### EXTRACT TO READ
A facet joint injection involves injecting local anesthetics and sometimes steroids into or around a facet joint.
The local anesthetics numb the nerves to the facet joint to give pain relief. The steroids reduce inflammation and may make the pain relief last longer.
What is a facet joint?
Your spine is made up of a column of bones called vertebrae. The vertebrae are joined together by small facet joints and spongy discs that sit between your vertebrae. Facet joints help to stabilize your spine.
As you get older wear and tear in your facet joints can cause pain. Often the pain is in another area of your body such as your thigh, buttocks or neck. A facet joint injection is a diagnostic tool to help your consultant confirm that your pain is caused by your wear and tear of your facet joints.
How long does it take to do?
The actual injection takes only a few minutes. Please allow about an hour for the procedure.
Will it hurt?

### DATA TO EXAMINE
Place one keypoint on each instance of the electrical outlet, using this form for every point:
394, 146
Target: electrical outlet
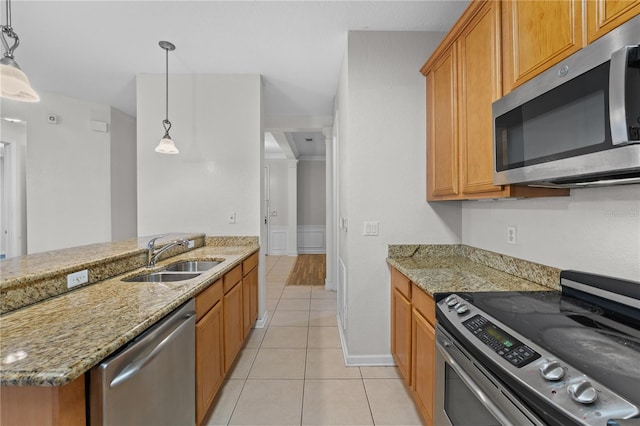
512, 235
77, 278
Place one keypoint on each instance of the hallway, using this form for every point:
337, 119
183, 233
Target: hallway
292, 372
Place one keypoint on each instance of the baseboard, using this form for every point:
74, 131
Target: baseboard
311, 239
262, 322
362, 360
330, 285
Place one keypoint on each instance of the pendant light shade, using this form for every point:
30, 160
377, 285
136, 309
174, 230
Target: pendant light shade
166, 145
14, 83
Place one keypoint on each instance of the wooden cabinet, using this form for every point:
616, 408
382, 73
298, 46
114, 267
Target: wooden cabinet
44, 405
401, 323
479, 82
605, 15
442, 155
463, 79
413, 320
250, 292
423, 337
232, 309
537, 35
209, 348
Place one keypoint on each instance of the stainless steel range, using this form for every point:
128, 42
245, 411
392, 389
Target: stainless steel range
540, 358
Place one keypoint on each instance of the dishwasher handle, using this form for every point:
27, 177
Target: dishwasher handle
135, 367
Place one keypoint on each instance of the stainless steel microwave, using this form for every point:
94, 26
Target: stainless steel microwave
577, 124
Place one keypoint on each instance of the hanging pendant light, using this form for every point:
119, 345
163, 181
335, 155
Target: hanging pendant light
14, 83
166, 145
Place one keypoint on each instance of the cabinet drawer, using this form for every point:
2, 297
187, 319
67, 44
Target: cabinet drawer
424, 304
232, 277
249, 263
401, 283
208, 298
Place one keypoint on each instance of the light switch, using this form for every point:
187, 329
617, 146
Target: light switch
371, 229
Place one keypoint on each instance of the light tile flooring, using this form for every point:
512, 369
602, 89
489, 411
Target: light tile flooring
293, 372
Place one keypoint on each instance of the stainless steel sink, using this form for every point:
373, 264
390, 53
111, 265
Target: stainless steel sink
194, 265
162, 277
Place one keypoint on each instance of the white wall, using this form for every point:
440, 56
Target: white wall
15, 135
123, 176
311, 192
68, 181
217, 126
381, 152
594, 230
278, 192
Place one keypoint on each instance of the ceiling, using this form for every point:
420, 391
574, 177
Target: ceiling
92, 50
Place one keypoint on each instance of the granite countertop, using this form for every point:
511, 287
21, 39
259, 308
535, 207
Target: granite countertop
55, 341
448, 269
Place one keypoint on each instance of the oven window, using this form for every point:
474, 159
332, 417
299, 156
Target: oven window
461, 405
567, 121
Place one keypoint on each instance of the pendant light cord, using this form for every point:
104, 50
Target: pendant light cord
7, 31
167, 84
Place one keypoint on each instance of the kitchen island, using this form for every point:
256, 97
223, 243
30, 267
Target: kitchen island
48, 345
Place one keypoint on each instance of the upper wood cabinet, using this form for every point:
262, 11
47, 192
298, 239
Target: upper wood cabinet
480, 82
605, 15
537, 35
463, 79
442, 157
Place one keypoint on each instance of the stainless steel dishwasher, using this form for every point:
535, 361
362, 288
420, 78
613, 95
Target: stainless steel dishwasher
150, 381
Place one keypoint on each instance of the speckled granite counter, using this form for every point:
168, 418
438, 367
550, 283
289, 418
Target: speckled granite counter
458, 268
52, 342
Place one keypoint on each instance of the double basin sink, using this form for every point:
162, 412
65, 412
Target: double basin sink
180, 271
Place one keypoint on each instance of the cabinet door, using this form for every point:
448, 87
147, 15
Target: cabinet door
422, 383
480, 84
401, 333
233, 331
209, 359
605, 15
538, 34
442, 138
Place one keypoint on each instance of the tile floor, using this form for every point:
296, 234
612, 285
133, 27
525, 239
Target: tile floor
292, 372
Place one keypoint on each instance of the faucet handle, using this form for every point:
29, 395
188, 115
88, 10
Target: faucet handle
152, 242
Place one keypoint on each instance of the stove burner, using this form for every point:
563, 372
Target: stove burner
519, 305
596, 350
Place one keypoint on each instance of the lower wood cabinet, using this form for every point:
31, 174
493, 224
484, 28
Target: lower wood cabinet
223, 312
413, 339
209, 348
250, 292
233, 318
44, 405
423, 338
401, 323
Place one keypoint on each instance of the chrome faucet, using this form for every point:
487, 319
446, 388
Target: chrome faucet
153, 254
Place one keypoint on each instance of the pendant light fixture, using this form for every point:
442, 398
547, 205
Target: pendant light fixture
14, 83
166, 145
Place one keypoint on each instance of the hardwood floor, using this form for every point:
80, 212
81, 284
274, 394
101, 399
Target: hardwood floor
308, 270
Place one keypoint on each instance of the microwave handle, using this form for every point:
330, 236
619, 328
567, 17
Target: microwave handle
617, 92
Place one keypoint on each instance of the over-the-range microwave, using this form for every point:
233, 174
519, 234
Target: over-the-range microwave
578, 123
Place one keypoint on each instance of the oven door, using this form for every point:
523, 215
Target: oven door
467, 394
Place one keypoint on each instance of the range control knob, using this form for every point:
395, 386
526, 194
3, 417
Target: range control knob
552, 370
451, 301
461, 308
583, 392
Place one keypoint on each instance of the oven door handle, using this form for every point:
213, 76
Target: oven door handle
471, 384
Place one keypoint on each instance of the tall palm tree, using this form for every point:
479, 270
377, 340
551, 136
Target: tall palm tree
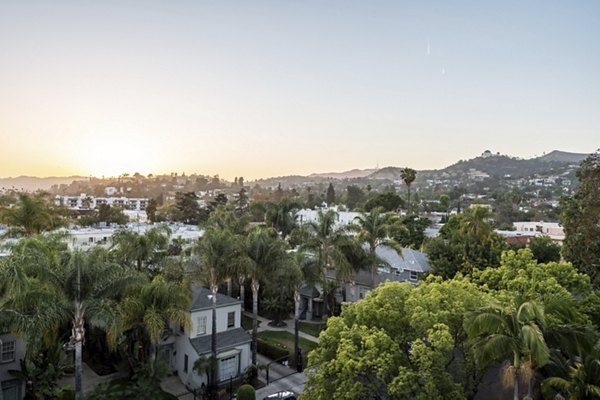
582, 381
150, 307
142, 250
31, 214
408, 175
326, 242
474, 223
517, 334
282, 216
266, 252
215, 250
82, 286
374, 230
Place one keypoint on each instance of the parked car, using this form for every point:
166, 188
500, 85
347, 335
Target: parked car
283, 395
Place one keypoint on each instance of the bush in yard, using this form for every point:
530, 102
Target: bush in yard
246, 392
272, 351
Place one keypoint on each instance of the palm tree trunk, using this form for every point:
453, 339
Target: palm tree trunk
296, 327
516, 391
78, 333
213, 341
242, 281
255, 287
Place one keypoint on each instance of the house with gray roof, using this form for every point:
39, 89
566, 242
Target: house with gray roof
233, 343
409, 266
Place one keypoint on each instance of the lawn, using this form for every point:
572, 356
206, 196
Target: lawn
247, 323
312, 328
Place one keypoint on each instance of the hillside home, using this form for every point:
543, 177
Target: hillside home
233, 343
12, 350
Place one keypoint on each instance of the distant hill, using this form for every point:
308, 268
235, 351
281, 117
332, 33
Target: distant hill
563, 156
354, 173
33, 183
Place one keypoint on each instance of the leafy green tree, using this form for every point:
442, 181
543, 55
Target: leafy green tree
371, 351
215, 250
330, 195
79, 286
515, 334
580, 218
148, 307
408, 175
282, 216
580, 381
445, 203
520, 273
410, 231
151, 210
188, 210
267, 253
465, 242
388, 201
373, 230
355, 197
143, 252
326, 242
31, 214
544, 249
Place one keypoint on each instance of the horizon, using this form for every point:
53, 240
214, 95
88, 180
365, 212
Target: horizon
192, 173
268, 89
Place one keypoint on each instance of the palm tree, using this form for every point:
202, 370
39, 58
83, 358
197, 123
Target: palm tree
374, 230
215, 250
151, 306
499, 334
266, 252
326, 242
282, 216
474, 223
142, 250
408, 175
84, 286
31, 214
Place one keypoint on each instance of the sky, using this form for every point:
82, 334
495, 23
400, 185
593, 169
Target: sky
272, 88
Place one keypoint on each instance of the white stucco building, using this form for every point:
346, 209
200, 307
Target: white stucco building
12, 350
233, 343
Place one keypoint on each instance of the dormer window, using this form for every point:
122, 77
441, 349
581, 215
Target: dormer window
200, 326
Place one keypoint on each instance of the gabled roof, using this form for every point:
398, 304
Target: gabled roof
411, 260
225, 340
201, 300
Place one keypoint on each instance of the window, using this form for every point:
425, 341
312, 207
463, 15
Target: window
200, 326
413, 276
8, 351
228, 367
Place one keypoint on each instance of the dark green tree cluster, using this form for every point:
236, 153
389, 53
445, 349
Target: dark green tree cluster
437, 340
465, 242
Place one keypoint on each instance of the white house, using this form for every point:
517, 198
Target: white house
12, 350
408, 267
233, 343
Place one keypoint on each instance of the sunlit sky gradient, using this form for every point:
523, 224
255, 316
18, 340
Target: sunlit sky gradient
268, 88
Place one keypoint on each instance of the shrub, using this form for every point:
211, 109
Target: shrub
272, 351
246, 392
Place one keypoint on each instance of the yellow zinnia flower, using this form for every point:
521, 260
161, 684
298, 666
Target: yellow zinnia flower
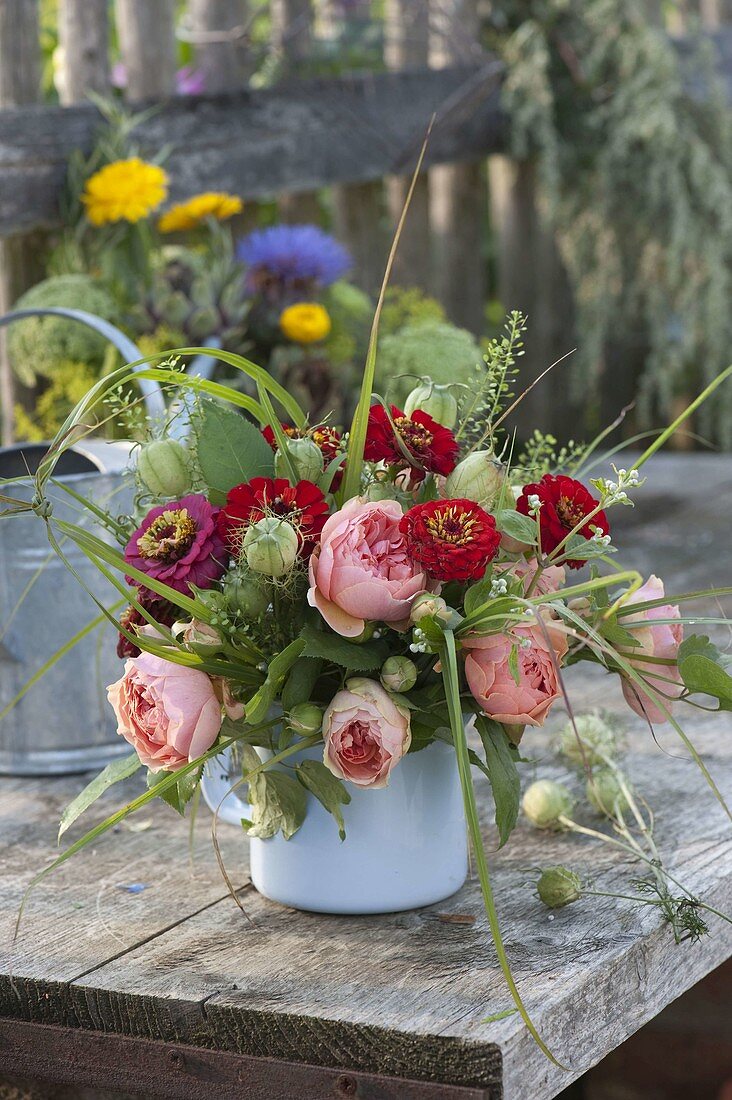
185, 216
306, 322
124, 190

### EXERCISE SET
1. In the text on facet joint injections, substitute "doctor" for "consultant" and give the passage starting with "Your spine is" and going on through "your facet joints.".
2. Resume the text on facet joint injections after its last line and continue it.

### EXPECTED RESULTS
1.
Your spine is made up of a column of bones called vertebrae. The vertebrae are joined together by small facet joints and spongy discs that sit between your vertebrae. Facet joints help to stabilize your spine.
As you get older wear and tear in your facet joints can cause pain. Often the pain is in another area of your body such as your thigh, buttocks or neck. A facet joint injection is a diagnostic tool to help your doctor confirm that your pain is caused by your wear and tear of your facet joints.

2.
All of our procedures begin by injecting a small amount of local anesthetic through a very small needle. It feels like a little pinch and then a slight burning as the local anesthetic starts numbing the skin. After the skin is numb, the procedure needle feels like a bit of pressure at the injection site. If you experience any pain during the procedure, the doctor will inject more local anesthetic as needed.
Medial branch blocks
Medical branch block is an injection of a local anaesthetic near the medial branch nerves to temporarily block the pain signal carried from the facet joints of the spine to the brain. It is used to assist your physician in diagnosing the cause of your back pain.
Facet joints are the joints connecting the different vertebrae of the spine to each other. Medial branch nerves are small nerves that supply the facet joints of the spine. If a medial branch block is successful in confirming the patient’s back pain is originating from the facet joints, Radiofrequency Rhizotomy is indicated to provide longer pain relief.